■ WHAT IS NEEDED
Scan the data below for the string "statue". Show every line where it turns up.

Collected data
= = = =
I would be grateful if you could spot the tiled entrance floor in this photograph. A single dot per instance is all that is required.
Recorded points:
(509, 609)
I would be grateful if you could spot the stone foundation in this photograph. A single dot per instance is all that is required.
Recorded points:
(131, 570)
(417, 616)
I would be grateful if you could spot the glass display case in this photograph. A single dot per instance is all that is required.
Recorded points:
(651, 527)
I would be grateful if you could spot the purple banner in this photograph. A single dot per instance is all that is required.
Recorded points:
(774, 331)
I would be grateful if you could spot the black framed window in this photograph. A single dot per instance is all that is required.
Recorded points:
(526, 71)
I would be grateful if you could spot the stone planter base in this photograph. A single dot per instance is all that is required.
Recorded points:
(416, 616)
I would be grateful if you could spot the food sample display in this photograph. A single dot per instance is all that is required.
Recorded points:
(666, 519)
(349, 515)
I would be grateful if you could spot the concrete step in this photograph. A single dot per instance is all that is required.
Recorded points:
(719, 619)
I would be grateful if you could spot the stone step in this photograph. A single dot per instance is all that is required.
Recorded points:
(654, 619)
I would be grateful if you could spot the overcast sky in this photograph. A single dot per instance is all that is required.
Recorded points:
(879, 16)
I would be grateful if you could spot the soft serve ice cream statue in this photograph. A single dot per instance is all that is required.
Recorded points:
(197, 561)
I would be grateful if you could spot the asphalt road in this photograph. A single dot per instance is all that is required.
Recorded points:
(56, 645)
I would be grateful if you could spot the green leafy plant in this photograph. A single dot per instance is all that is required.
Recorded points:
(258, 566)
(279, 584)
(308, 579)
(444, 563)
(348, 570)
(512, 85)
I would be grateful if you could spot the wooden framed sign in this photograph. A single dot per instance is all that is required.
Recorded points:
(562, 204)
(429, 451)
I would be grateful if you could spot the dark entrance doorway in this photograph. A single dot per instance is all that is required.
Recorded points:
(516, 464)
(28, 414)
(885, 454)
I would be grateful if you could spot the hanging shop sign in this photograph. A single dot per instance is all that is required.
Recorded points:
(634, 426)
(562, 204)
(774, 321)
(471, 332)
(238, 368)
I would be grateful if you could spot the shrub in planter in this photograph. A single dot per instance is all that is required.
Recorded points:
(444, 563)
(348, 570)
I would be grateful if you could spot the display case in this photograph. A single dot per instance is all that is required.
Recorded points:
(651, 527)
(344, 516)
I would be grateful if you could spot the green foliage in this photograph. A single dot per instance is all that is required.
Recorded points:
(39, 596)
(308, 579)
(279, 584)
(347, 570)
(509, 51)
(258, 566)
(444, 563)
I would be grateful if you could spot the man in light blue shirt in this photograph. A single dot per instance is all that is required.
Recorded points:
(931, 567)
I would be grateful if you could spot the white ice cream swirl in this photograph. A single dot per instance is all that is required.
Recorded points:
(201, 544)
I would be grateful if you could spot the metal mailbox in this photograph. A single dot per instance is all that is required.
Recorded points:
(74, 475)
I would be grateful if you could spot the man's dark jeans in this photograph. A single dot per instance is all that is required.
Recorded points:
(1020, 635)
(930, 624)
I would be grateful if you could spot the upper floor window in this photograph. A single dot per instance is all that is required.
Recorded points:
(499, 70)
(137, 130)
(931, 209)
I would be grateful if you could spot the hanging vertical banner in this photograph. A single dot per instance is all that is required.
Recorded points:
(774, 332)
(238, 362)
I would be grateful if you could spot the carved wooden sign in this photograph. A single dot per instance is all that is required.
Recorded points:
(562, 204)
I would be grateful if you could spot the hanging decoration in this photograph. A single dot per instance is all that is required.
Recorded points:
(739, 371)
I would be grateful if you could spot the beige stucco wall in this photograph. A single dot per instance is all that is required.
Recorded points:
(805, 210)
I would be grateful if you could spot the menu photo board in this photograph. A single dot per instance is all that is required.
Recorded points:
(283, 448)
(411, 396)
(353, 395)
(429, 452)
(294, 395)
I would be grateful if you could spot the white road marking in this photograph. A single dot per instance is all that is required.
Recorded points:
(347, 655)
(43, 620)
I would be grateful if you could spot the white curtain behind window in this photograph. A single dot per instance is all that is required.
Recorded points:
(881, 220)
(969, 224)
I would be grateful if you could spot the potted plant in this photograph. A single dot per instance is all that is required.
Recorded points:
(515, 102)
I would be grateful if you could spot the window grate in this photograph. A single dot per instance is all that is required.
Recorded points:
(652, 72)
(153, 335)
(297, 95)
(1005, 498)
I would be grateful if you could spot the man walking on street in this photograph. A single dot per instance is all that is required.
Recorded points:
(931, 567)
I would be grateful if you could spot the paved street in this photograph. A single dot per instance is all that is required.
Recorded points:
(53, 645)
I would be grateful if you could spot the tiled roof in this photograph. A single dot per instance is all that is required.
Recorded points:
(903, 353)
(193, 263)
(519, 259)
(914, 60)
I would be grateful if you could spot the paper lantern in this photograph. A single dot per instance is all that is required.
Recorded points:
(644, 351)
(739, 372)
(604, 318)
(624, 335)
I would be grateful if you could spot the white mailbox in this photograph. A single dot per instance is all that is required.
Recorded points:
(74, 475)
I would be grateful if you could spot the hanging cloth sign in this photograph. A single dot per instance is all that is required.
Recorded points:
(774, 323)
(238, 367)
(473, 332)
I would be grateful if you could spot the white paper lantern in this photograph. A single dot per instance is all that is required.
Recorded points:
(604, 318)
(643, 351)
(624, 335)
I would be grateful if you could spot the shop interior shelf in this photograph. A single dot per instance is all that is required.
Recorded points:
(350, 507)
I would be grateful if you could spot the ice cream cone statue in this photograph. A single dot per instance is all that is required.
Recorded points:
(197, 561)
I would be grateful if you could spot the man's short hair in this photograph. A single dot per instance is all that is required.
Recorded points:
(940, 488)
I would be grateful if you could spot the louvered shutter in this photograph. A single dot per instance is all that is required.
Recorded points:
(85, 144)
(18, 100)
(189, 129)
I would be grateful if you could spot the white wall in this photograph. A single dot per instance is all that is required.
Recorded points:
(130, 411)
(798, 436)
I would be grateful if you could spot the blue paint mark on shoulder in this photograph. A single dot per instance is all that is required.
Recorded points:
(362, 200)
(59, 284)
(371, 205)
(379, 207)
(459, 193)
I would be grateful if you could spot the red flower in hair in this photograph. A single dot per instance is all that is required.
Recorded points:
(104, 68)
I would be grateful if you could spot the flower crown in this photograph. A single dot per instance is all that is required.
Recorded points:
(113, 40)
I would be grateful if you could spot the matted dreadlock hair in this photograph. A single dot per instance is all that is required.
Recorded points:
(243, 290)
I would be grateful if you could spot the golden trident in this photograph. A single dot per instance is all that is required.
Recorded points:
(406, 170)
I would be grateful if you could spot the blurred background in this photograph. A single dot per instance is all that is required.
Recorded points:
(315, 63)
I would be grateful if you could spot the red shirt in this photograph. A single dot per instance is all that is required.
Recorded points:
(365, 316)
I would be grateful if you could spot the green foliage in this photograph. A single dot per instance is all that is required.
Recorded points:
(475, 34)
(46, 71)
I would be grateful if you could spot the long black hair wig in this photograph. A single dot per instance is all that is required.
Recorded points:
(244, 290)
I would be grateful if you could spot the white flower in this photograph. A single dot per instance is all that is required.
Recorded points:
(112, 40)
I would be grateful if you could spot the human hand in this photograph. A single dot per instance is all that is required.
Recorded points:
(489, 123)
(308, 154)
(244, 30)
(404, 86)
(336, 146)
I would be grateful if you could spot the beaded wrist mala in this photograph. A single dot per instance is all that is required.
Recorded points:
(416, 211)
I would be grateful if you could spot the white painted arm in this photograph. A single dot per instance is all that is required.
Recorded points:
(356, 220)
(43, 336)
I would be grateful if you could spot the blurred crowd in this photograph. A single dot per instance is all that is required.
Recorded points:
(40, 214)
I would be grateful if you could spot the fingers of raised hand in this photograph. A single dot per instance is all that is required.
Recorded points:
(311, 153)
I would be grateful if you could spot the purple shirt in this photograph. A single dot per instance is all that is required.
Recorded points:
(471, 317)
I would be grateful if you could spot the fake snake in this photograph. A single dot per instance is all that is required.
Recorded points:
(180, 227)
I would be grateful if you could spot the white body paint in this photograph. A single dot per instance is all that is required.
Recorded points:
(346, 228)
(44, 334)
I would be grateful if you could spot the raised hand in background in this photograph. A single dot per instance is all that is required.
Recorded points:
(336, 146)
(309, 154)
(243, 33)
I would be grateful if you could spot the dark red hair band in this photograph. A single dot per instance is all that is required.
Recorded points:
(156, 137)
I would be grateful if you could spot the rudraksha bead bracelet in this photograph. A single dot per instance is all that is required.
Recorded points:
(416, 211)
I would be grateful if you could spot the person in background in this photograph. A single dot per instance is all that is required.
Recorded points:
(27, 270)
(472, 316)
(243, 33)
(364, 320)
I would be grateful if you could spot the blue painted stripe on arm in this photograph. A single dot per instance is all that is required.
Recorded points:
= = = =
■ TASK ANSWER
I would be grateful if you could spot the soft serve ice cream statue in this photograph. A single dot per instance is all that is required.
I would be grateful if you could spot the ice cream cone statue in this photograph. A single dot per instance is all that is required.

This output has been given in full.